━━━━━ Texto extraído ━━━━━
Peter Hunt quiso reservar la escena de la muerte de Tracy para abrir la siguiente entrega de la saga. Plan perturbado por las circunstancias. Si el rodaje había sido exacerbante, a George Lazenby le dio por acudir al primer día de promoción desplegando unas pelambreras hirsutas y unas barbajas andrajosas, una imagen hippie discordante con la del galante caballero británico. Expulsado de la fase promocional y rescindido su contrato, se dedicó a vagabundear en solitario por los medios de comunicación, cargante de inquina sediciosa, despotricando contra un estereotipo de Bond condenado a la extinción en el nuevo mundo setentero. Años después, un Lazenby maduro, de cabeza más asentada y probadas sus escasas dotes como oráculo, reconocería su terrible cadena de errores, aquélla que pagó con su carrera.

Si bien, el empecinamiento o enrocamiento de los productores no fue de gran utilidad. Esa migrañosa idealización de Sean Connery como estandarte de la saga contaminó el producto final, el trabajo del nuevo actor y deformó la valoración de los espectadores. Desde el término de la introducción colándole a Lazenby la desafortunada frase «Al otro nunca le pasaba esto» hasta el pequeño limpiador de la guarida de Draco que silba la melodía de James Bond contra Goldfinger, pasando por los créditos iniciales construidos mediante teselas de escenas de los títulos precedentes, el forzado diálogo entre Bond y Moneypenny y la muestra de objetos emblemáticos de las misiones cinematografiadas arrostraron la producción a la asimilación y la nostalgia.
━━━━━
* **Tareas por hacer**:
A - En el texto sobre Lazenby, ¿qué escena quería Peter Hunt guardar para el comienzo de la siguiente entrega de la saga?
B - Según el texto sobre Lazenby, ¿qué recursos de la película llevaron la producción hacia la asimilación y la nostalgia? Nómbralos todos.
C - Resume en dos oraciones el texto sobre Lazenby.
Para responder no hace falta usar los registros.
━━━━━ Material aportado ━━━━━
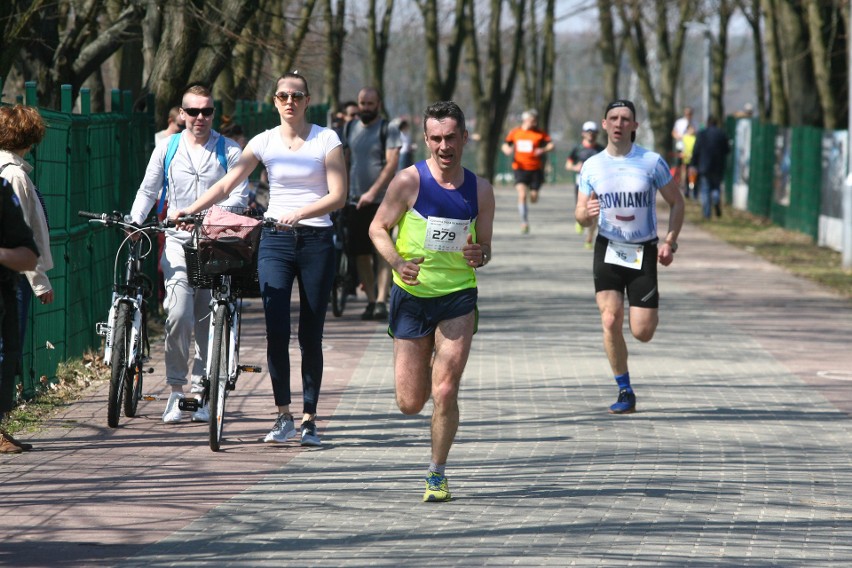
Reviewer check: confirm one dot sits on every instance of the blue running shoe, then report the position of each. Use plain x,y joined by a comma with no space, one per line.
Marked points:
436,488
625,404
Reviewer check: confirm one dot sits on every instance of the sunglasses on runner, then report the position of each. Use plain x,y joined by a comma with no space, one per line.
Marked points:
193,112
297,96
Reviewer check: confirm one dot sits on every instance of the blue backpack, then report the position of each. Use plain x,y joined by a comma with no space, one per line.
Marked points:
174,142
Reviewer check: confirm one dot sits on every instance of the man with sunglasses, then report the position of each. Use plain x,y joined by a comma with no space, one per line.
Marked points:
194,167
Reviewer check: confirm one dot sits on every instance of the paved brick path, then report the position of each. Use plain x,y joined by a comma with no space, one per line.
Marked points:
736,457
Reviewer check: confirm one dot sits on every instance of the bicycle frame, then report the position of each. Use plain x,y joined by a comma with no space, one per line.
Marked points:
223,295
131,293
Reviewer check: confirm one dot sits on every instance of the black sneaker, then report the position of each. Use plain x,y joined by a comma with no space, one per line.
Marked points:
625,404
380,313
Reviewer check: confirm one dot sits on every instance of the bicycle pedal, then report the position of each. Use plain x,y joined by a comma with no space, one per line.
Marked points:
190,404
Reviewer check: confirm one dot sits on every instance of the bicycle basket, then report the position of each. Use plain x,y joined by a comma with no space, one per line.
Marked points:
227,243
197,279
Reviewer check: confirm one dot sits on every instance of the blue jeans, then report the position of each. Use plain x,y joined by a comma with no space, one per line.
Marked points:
709,195
25,297
305,255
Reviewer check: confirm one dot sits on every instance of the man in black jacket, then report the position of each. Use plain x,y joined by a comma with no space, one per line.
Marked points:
709,158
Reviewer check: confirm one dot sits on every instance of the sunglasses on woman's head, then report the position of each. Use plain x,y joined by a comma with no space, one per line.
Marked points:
297,96
193,112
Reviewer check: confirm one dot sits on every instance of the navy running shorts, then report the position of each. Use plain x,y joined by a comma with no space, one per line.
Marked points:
410,317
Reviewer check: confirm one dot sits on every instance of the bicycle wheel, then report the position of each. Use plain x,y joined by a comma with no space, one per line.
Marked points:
133,384
338,288
120,337
217,375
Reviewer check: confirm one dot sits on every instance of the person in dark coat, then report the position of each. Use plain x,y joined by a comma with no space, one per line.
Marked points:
709,158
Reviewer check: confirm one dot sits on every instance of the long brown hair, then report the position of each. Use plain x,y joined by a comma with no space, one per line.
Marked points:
20,127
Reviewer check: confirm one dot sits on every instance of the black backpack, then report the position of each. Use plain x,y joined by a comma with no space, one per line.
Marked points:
383,135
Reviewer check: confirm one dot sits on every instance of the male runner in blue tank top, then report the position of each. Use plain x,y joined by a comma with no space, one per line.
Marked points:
618,191
445,215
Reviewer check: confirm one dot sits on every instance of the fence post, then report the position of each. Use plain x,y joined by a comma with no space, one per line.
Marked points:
66,102
85,101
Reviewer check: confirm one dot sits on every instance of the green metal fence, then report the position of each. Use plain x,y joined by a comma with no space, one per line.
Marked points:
785,175
95,162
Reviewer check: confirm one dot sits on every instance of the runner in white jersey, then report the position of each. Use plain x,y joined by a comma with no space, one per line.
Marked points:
618,191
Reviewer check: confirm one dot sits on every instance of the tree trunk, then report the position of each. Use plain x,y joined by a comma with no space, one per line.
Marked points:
548,64
492,101
438,87
778,111
660,94
608,47
798,69
751,11
176,52
378,42
223,25
335,21
822,63
719,60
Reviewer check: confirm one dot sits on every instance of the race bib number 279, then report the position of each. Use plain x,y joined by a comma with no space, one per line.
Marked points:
446,235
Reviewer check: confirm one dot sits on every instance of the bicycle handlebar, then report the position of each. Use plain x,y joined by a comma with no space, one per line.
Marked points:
116,218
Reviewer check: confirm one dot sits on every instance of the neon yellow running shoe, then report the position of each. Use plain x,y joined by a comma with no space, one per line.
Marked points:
436,488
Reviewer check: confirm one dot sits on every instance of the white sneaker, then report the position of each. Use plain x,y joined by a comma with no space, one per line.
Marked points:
202,414
173,414
283,430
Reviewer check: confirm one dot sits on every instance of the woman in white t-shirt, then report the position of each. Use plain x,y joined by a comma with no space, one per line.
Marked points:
307,181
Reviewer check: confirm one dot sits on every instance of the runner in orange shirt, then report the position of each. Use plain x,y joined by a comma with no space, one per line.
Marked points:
529,145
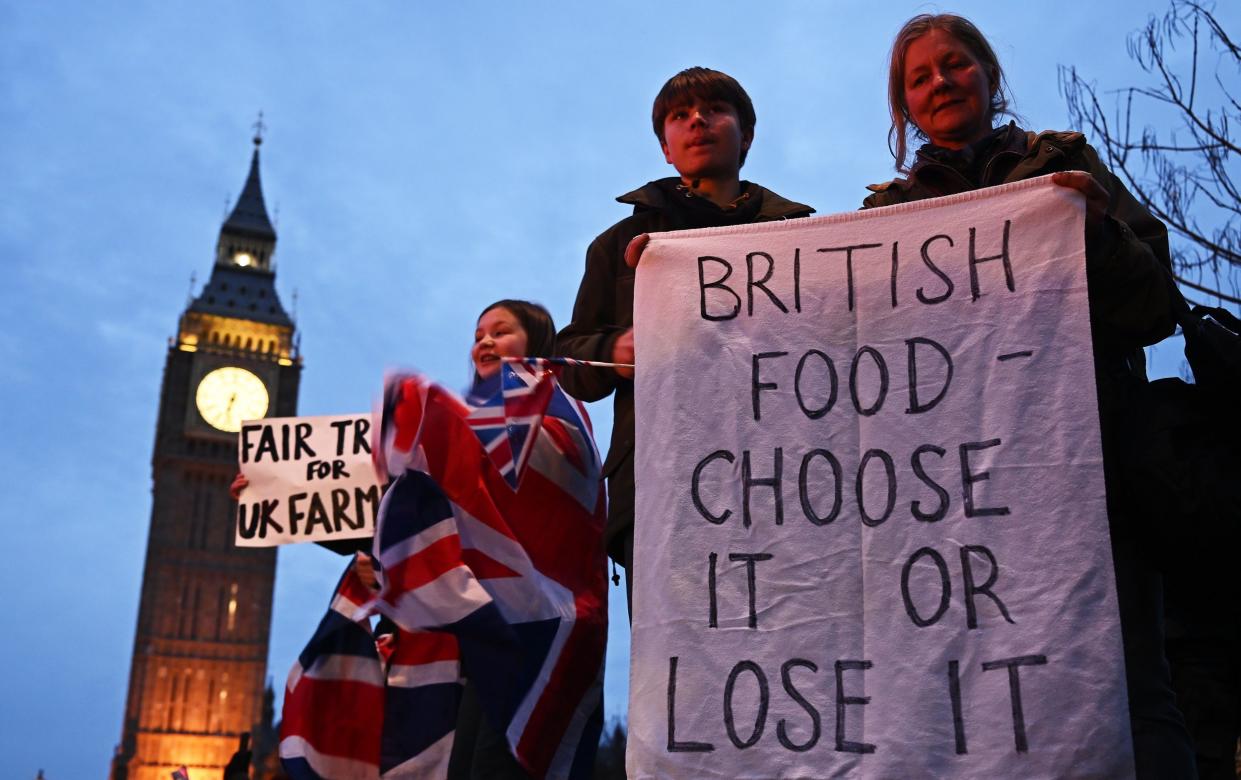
━━━━━
* **Las respuestas**:
A - La escena de la muerte de Tracy.

B -
- La frase «Al otro nunca le pasaba esto», dicha por Lazenby al terminar la introducción.
- El pequeño limpiador de la guarida de Draco que silba la melodía de James Bond contra Goldfinger.
- Los créditos iniciales hechos con teselas de escenas de los títulos anteriores.
- El diálogo forzado entre Bond y Moneypenny.
- La muestra de objetos emblemáticos de las misiones llevadas antes al cine.

C - Tras un rodaje exasperante, George Lazenby se presentó a la promoción con una imagen hippie y fue apartado de ella y despedido, tras lo cual criticó a Bond en los medios, errores que años después reconoció y que le costaron la carrera. Por su parte, los productores, obsesionados con Sean Connery, llenaron la película de guiños a las entregas anteriores, lo que dañó el producto, el trabajo del nuevo actor y la opinión del público.